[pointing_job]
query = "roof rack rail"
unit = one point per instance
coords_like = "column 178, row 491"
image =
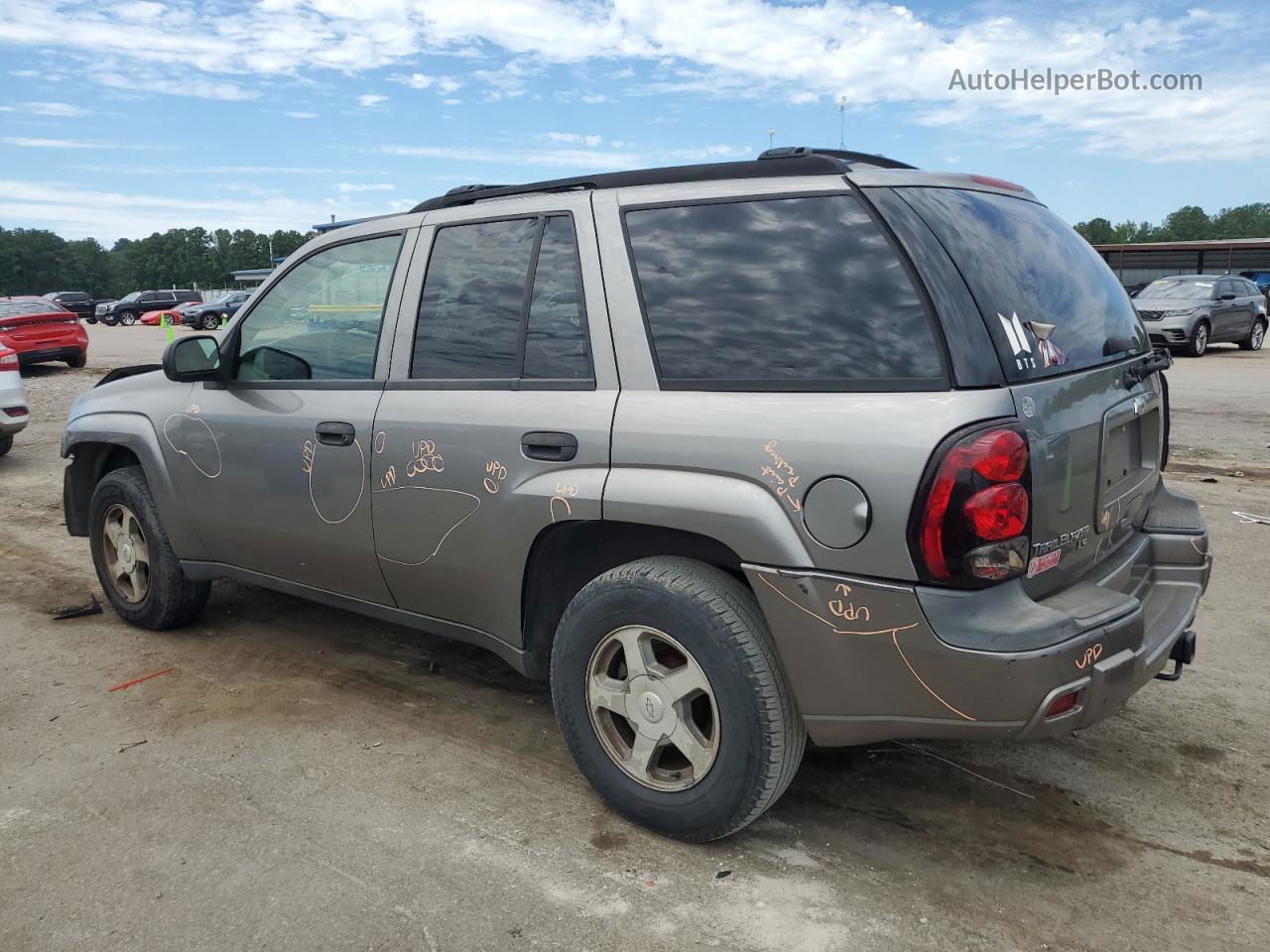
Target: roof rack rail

--

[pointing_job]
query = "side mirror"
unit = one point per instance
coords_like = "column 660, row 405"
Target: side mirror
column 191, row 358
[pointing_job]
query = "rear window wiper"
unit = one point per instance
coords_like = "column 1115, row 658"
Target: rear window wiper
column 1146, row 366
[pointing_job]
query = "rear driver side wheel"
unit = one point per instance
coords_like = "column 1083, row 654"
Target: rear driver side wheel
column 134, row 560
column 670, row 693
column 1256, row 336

Stated task:
Identify every line in the items above that contains the string "rail", and reproduce each such line in full.

Answer to this exercise:
query = "roof rack rail"
Target: roof rack rail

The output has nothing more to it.